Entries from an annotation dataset
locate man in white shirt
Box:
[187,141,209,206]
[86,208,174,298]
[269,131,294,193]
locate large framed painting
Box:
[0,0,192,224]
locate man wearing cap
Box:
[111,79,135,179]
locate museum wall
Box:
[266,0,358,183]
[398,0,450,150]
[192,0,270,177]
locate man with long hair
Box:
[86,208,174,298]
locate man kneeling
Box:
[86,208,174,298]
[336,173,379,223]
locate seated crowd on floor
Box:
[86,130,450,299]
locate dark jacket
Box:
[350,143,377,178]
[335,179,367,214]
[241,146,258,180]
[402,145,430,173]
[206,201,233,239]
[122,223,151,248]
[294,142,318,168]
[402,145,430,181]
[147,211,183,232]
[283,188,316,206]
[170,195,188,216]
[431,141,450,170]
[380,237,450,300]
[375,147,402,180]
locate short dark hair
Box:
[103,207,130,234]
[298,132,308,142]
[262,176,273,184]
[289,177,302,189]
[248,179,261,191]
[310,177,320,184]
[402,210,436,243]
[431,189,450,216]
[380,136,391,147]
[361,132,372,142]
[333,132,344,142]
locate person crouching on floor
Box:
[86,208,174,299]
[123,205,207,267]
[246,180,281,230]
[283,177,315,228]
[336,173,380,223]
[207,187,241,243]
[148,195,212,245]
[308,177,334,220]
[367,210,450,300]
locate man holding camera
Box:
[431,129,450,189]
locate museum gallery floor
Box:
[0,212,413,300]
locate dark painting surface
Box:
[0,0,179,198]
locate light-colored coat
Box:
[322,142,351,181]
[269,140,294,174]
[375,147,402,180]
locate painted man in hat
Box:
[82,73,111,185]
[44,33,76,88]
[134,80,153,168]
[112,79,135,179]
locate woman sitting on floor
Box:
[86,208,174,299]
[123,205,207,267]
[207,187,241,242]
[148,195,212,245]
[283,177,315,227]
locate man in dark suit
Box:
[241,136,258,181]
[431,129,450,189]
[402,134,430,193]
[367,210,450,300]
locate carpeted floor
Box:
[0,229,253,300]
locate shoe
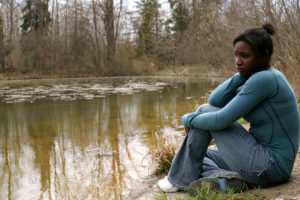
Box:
[157,176,181,193]
[188,177,247,196]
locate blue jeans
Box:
[168,104,285,188]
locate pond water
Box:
[0,77,219,200]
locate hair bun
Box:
[262,22,275,35]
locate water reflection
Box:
[0,78,216,200]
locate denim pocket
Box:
[239,169,269,186]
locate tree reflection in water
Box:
[0,79,215,200]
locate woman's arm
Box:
[182,71,277,130]
[208,73,246,108]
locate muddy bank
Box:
[130,124,300,200]
[129,149,300,200]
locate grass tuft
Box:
[155,187,264,200]
[154,143,176,175]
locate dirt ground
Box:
[129,124,300,200]
[129,149,300,200]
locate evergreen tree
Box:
[169,0,191,38]
[21,0,51,33]
[137,0,160,55]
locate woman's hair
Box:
[233,22,275,59]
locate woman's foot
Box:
[188,177,247,196]
[157,176,181,193]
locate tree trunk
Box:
[0,12,5,72]
[104,0,116,61]
[92,0,100,67]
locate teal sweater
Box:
[182,68,299,180]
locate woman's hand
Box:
[184,127,190,134]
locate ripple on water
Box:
[0,81,169,103]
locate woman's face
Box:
[234,41,259,79]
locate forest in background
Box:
[0,0,300,89]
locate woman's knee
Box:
[196,103,221,113]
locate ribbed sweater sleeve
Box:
[181,71,277,130]
[208,73,246,108]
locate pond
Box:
[0,77,219,200]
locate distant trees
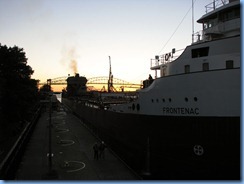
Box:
[0,44,38,135]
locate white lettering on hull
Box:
[163,107,199,115]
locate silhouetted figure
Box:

*Prompt*:
Show every line of the records above that contains the word "sweater", matching its case exactly.

*Output of the exercise*:
locate teal sweater
locate ribbed sweater sleeve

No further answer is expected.